◆ Given data:
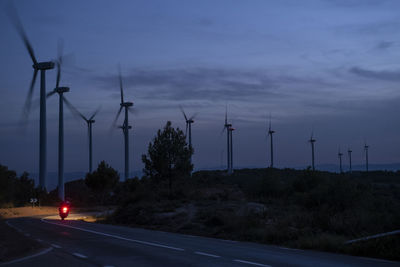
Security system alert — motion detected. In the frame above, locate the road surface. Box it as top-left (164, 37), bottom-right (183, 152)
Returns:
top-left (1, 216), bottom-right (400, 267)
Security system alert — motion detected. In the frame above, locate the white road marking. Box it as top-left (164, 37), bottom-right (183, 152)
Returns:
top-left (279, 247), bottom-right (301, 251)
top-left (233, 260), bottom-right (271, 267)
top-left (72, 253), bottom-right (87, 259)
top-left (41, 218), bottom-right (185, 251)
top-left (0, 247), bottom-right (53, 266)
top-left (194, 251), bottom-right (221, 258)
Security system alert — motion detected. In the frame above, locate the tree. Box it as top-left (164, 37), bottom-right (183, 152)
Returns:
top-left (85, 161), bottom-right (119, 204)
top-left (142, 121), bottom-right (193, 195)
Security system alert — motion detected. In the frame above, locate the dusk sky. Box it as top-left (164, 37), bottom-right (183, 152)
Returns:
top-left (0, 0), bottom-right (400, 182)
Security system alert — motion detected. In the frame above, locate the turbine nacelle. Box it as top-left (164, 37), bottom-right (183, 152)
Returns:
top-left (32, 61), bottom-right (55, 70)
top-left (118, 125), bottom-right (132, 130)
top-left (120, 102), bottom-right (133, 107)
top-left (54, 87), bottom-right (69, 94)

---

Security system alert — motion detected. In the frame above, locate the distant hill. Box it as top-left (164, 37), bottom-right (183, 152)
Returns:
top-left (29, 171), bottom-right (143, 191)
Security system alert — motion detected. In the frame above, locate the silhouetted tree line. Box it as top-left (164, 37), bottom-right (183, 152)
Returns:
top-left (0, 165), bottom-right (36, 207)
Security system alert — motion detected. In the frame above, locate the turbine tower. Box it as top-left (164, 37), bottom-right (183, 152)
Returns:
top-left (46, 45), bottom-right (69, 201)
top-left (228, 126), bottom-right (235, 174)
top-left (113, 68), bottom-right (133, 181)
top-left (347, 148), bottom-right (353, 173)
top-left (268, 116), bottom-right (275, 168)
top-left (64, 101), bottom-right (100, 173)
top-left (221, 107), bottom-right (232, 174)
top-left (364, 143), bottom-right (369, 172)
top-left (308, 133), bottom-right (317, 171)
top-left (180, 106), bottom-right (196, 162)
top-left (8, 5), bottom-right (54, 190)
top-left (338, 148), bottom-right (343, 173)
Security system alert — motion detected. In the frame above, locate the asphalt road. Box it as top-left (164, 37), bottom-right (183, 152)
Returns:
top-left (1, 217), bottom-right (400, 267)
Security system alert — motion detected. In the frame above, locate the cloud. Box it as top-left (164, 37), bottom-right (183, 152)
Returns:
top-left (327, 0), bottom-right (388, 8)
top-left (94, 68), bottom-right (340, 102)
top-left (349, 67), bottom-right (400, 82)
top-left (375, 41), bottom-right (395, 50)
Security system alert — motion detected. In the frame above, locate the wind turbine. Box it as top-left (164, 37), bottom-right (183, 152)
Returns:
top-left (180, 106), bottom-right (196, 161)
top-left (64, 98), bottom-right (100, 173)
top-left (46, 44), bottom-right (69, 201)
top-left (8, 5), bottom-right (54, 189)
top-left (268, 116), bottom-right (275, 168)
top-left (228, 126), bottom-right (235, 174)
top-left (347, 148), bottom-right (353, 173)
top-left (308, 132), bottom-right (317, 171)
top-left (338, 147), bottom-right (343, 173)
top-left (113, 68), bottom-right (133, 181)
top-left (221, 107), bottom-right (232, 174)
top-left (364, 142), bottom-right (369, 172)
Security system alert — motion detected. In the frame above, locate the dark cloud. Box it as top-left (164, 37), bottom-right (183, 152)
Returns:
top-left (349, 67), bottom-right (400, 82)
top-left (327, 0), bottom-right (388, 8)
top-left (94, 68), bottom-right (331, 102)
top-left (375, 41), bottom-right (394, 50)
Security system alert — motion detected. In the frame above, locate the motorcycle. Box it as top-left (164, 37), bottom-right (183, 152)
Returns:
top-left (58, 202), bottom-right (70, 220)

* * *

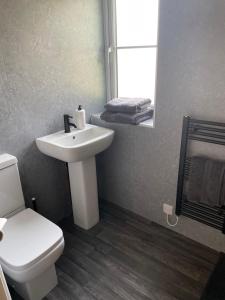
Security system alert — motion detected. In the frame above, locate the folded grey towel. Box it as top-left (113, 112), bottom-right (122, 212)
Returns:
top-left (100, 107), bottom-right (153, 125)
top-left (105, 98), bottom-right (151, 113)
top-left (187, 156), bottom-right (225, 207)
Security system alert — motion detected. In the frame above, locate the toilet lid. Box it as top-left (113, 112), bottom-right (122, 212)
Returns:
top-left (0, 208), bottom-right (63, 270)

◆ The request: State how many lines of the material above contain the string "cloud". Give the number alone.

◆ Answer to this task: 2